» **Task**
Arrange every line of the records below as a numbered list, dropping the blank lines and leaving out the pictures.

» **Data extract**
━━━━━━━━━━━━━━━━━━━━

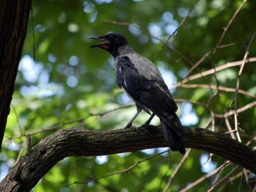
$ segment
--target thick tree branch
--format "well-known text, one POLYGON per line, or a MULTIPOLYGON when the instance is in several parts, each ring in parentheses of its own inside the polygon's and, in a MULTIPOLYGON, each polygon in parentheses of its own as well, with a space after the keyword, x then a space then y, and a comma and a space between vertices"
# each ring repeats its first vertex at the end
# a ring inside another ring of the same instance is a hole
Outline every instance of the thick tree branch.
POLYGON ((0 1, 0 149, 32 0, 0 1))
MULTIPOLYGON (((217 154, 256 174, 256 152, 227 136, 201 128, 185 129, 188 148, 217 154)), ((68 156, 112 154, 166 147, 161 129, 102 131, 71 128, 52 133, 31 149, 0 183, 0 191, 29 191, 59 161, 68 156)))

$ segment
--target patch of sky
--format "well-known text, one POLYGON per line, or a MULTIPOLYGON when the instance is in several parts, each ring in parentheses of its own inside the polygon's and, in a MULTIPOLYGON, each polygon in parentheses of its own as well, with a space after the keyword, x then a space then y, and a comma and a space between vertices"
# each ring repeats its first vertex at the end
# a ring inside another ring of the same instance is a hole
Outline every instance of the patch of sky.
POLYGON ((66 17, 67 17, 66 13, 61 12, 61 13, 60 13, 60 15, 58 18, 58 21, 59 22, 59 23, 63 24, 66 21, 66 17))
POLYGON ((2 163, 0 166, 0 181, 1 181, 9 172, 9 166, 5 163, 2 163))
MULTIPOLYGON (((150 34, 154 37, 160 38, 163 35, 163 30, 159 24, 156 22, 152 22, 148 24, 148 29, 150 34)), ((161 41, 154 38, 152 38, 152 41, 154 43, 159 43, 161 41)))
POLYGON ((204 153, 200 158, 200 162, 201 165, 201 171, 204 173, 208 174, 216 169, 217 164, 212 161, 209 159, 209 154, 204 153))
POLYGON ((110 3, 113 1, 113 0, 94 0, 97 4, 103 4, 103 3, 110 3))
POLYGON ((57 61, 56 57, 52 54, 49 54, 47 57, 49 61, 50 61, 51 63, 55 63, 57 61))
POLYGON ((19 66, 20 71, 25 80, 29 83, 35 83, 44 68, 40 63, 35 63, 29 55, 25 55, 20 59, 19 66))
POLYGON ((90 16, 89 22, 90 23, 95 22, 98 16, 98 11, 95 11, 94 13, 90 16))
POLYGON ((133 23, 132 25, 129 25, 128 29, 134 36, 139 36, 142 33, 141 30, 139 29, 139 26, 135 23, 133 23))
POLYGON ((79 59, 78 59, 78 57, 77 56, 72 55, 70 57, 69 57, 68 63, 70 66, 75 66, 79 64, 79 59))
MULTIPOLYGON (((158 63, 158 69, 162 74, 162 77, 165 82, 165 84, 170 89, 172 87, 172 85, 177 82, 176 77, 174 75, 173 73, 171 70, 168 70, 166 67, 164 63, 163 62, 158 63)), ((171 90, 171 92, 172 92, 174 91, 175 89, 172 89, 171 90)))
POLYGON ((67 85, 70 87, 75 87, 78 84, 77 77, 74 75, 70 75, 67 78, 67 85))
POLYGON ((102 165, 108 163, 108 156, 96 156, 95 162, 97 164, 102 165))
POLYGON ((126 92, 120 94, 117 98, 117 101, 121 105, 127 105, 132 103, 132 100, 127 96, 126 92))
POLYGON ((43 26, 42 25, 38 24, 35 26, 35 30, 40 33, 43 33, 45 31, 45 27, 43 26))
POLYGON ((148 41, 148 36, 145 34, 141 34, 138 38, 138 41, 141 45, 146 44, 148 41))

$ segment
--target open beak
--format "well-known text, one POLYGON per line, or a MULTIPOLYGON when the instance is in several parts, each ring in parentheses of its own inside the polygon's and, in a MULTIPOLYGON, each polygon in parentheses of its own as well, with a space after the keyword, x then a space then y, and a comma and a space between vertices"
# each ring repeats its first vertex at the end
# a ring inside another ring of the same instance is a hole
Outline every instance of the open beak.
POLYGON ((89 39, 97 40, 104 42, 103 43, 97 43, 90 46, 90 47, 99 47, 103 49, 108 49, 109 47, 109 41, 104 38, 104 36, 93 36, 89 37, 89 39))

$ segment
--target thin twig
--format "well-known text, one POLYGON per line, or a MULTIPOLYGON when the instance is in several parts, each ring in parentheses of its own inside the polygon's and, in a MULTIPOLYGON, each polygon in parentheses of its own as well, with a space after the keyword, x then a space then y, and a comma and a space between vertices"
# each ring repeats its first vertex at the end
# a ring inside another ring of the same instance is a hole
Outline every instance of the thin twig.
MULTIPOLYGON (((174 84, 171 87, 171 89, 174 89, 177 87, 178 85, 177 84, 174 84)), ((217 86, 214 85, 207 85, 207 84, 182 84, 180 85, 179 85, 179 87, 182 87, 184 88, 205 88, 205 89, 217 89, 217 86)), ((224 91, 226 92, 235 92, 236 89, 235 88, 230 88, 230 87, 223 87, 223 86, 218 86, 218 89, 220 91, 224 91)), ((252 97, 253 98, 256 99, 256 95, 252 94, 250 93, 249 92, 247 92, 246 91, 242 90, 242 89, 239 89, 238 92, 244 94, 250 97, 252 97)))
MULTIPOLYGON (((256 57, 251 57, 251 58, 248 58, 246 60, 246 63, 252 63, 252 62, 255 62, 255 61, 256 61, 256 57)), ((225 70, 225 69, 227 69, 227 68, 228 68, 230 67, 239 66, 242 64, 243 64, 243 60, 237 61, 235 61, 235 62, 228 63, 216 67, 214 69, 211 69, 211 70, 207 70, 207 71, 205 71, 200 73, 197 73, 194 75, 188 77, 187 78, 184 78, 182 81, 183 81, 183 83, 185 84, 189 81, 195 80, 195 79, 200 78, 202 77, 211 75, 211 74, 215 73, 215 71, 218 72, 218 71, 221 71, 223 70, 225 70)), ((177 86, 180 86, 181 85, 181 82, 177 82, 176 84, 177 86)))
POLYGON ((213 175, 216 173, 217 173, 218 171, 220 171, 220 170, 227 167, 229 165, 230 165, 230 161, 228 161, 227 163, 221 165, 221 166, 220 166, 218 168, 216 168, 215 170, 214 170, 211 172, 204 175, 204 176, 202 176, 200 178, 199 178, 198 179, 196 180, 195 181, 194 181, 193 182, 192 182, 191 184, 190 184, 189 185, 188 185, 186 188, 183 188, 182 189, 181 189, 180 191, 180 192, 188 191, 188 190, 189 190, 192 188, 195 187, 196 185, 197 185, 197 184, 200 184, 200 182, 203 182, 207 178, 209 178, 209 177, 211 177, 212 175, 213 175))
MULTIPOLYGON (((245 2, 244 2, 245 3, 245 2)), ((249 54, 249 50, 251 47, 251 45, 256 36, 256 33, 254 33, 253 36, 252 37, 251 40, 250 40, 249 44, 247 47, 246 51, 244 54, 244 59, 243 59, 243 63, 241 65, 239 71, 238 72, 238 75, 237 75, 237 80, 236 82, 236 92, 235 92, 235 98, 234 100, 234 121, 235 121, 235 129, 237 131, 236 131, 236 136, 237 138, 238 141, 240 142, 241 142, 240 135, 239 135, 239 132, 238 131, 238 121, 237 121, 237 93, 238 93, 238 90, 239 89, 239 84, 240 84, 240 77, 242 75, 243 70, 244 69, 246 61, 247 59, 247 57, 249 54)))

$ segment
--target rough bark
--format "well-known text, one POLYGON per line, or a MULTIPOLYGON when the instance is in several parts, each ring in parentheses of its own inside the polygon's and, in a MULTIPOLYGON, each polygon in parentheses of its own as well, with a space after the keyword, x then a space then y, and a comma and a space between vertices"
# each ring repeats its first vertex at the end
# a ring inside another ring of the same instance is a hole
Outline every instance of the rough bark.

━━━━━━━━━━━━━━━━━━━━

» **Correct result**
1. $ segment
2. --target thick tree branch
3. --format "well-known text, one POLYGON per line, or a MULTIPOLYGON when the instance is in several parts, each ring in parentheses of its own inside the polygon's and, in a MULTIPOLYGON, each polygon in parentheses of its own as well, with a space after the keyword, x then a space then y, and a comma and a space between vertices"
4. # each ring repeats its first vertex at the end
5. # a ring inside another ring of the same instance is a hole
6. Outline every instance of the thick tree branch.
7. POLYGON ((0 1, 0 149, 32 0, 0 1))
8. MULTIPOLYGON (((217 154, 256 174, 256 152, 227 136, 201 128, 185 129, 188 148, 217 154)), ((68 156, 112 154, 166 147, 161 129, 102 131, 71 128, 52 133, 31 149, 0 183, 0 191, 29 191, 59 161, 68 156)))
9. $ segment
10. --target patch of sky
11. --format "well-known text, one POLYGON per line, or a MULTIPOLYGON when the instance is in several parts, each ring in parentheses of its own inside the polygon's and, in a MULTIPOLYGON, each polygon in parentheses of its own as well, with a space after the keyword, x then a space then y, and a comma and a space between vertices"
12. # each ring repeats its first vertex at the end
13. # a ring inside another ring of the same instance is a hole
14. Outline every instance of the patch of sky.
15. POLYGON ((66 17, 67 17, 66 13, 61 12, 61 13, 60 13, 60 15, 58 18, 58 21, 59 22, 59 23, 63 24, 66 21, 66 17))
16. POLYGON ((2 163, 0 166, 0 181, 1 181, 9 172, 9 166, 5 163, 2 163))
17. MULTIPOLYGON (((150 34, 154 37, 160 38, 163 35, 163 30, 159 24, 156 22, 152 22, 148 24, 148 29, 150 34)), ((161 41, 154 38, 152 38, 152 41, 154 43, 159 43, 161 41)))
18. POLYGON ((204 153, 200 158, 200 162, 201 165, 201 171, 204 173, 208 174, 216 169, 217 164, 212 161, 209 159, 209 154, 204 153))
19. POLYGON ((110 3, 113 1, 113 0, 94 0, 97 4, 103 4, 103 3, 110 3))
20. POLYGON ((57 61, 56 57, 52 54, 49 54, 47 57, 49 61, 50 61, 51 63, 55 63, 57 61))
21. POLYGON ((19 66, 20 71, 25 80, 29 83, 35 83, 44 68, 40 63, 35 63, 29 55, 25 55, 20 59, 19 66))
22. POLYGON ((90 16, 89 22, 90 23, 95 22, 98 16, 98 11, 95 11, 94 13, 90 16))
23. POLYGON ((133 23, 132 25, 129 25, 128 29, 134 36, 139 36, 142 33, 141 30, 139 29, 139 26, 135 23, 133 23))
24. POLYGON ((79 59, 78 59, 78 57, 77 56, 72 55, 70 57, 69 57, 68 63, 70 66, 75 66, 79 64, 79 59))
25. MULTIPOLYGON (((158 63, 158 69, 162 74, 162 77, 165 82, 165 84, 170 89, 172 87, 172 85, 177 82, 176 77, 174 75, 173 73, 171 70, 168 70, 166 67, 164 63, 163 62, 158 63)), ((171 90, 171 92, 172 92, 174 91, 175 89, 172 89, 171 90)))
26. POLYGON ((67 85, 70 87, 75 87, 78 84, 77 77, 74 75, 70 75, 67 78, 67 85))
27. POLYGON ((102 165, 108 163, 108 156, 96 156, 95 162, 97 164, 102 165))
28. POLYGON ((126 92, 120 94, 117 98, 117 101, 121 105, 127 105, 132 103, 132 100, 127 96, 126 92))
29. POLYGON ((43 26, 42 25, 38 24, 35 26, 35 30, 40 33, 43 33, 45 31, 45 27, 43 26))
30. POLYGON ((148 41, 148 36, 145 34, 141 34, 138 38, 138 41, 141 45, 146 44, 148 41))
31. $ segment
32. --target open beak
33. --format "well-known text, one POLYGON per line, or a MULTIPOLYGON when the instance is in several parts, each ring in parentheses of its own inside the polygon's and, in a MULTIPOLYGON, each polygon in parentheses of its own as well, with a space after the keyword, x then a space then y, and a comma and a space between vertices"
34. # each ring repeats its first vertex at the end
35. # a ring inside another ring of the same instance is a hole
36. Outline every instance of the open beak.
37. POLYGON ((89 39, 97 40, 104 42, 103 43, 97 43, 90 46, 90 47, 99 47, 103 49, 108 49, 109 47, 109 41, 104 38, 104 36, 93 36, 89 37, 89 39))
38. $ segment
39. --target thin twig
40. --format "well-known text, one POLYGON per line, or a MULTIPOLYGON when the instance is in several parts, each ring in parentheses of its own inside the polygon's and, in a MULTIPOLYGON, each polygon in parentheses of its own as well, with a space after the keyword, x then a space then y, and a comma and a space between vertices"
41. # each ring repeats its first vertex at the end
42. # a ring inside another ring of the same instance is a hole
43. Outline every instance of the thin twig.
44. MULTIPOLYGON (((174 84, 171 87, 171 89, 174 89, 177 87, 178 85, 177 84, 174 84)), ((217 86, 214 85, 207 85, 207 84, 182 84, 180 85, 179 85, 179 87, 182 87, 184 88, 205 88, 205 89, 217 89, 217 86)), ((224 91, 226 92, 235 92, 236 89, 235 88, 230 88, 230 87, 223 87, 223 86, 218 86, 218 89, 220 91, 224 91)), ((252 97, 253 98, 256 99, 256 95, 252 94, 250 93, 249 92, 247 92, 246 91, 242 90, 242 89, 239 89, 238 92, 244 94, 250 97, 252 97)))
45. MULTIPOLYGON (((256 57, 251 57, 251 58, 248 58, 246 60, 246 63, 252 63, 252 62, 255 62, 255 61, 256 61, 256 57)), ((225 70, 225 69, 227 69, 227 68, 228 68, 230 67, 239 66, 242 64, 243 64, 243 60, 237 61, 235 61, 235 62, 228 63, 216 67, 214 69, 211 69, 211 70, 207 70, 207 71, 205 71, 200 73, 197 73, 194 75, 188 77, 187 78, 184 78, 182 81, 183 81, 183 83, 185 84, 189 81, 195 80, 195 79, 200 78, 202 77, 211 75, 211 74, 215 73, 215 71, 218 72, 218 71, 221 71, 223 70, 225 70)), ((177 86, 180 86, 181 85, 181 82, 177 82, 176 84, 177 86)))
46. POLYGON ((213 175, 216 173, 217 173, 218 171, 220 171, 220 170, 227 167, 229 165, 230 165, 230 161, 228 161, 227 163, 221 165, 221 166, 220 166, 218 168, 216 168, 215 170, 214 170, 211 172, 204 175, 204 176, 202 176, 200 178, 199 178, 198 179, 196 180, 195 181, 194 181, 193 182, 192 182, 191 184, 190 184, 189 185, 188 185, 186 188, 183 188, 182 189, 181 189, 180 191, 180 192, 188 191, 188 190, 189 190, 192 188, 195 187, 196 185, 197 185, 197 184, 200 184, 200 182, 203 182, 207 178, 209 178, 209 177, 211 177, 212 175, 213 175))
47. MULTIPOLYGON (((245 2, 244 2, 245 3, 245 2)), ((249 54, 249 50, 251 47, 251 45, 256 36, 256 33, 254 33, 253 36, 252 37, 251 40, 250 40, 249 44, 247 47, 246 51, 244 54, 244 59, 243 59, 243 63, 241 65, 239 71, 238 72, 238 75, 237 75, 237 80, 236 82, 236 92, 235 92, 235 98, 234 100, 234 121, 235 121, 235 129, 237 131, 236 131, 236 136, 237 138, 238 141, 240 142, 241 142, 240 135, 239 135, 239 132, 238 131, 238 121, 237 121, 237 93, 238 93, 238 90, 239 89, 239 84, 240 84, 240 77, 242 75, 243 70, 244 69, 246 61, 247 59, 247 57, 249 54)))
48. $ segment
49. --target rough bark
50. --format "well-known text, one POLYGON per line, or a MULTIPOLYGON when the instance is in several parts, each ring in parentheses of its own inside the polygon's and, in a MULTIPOLYGON, each polygon in parentheses of its own as well, with a space after the keyword, x then a space then y, and a comma and a space between vertices"
51. # each ring repeats its first vertex at the end
52. # a ring inside another ring of the same instance is a hole
53. Outline every instance of the rough bark.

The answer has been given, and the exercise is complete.